[EXERCISE DATA Boundary: Start]

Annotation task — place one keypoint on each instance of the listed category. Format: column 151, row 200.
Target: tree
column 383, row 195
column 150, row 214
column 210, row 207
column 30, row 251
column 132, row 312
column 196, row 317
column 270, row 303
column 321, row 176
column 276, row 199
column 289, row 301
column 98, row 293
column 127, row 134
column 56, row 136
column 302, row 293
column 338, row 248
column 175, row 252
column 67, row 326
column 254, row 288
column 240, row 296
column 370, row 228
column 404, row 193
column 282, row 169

[EXERCISE DATA Boundary: End]

WHAT YOU WILL DO
Reproduce all of the data. Leave every line unchanged.

PROBLEM SOLUTION
Annotation task — place one keypoint on each instance of the listed category. Format: column 151, row 200.
Target: tree
column 383, row 195
column 150, row 214
column 210, row 207
column 30, row 251
column 132, row 312
column 196, row 317
column 270, row 303
column 321, row 176
column 276, row 199
column 289, row 301
column 98, row 293
column 127, row 134
column 56, row 136
column 302, row 293
column 338, row 248
column 175, row 252
column 67, row 326
column 254, row 288
column 240, row 296
column 370, row 228
column 404, row 193
column 282, row 169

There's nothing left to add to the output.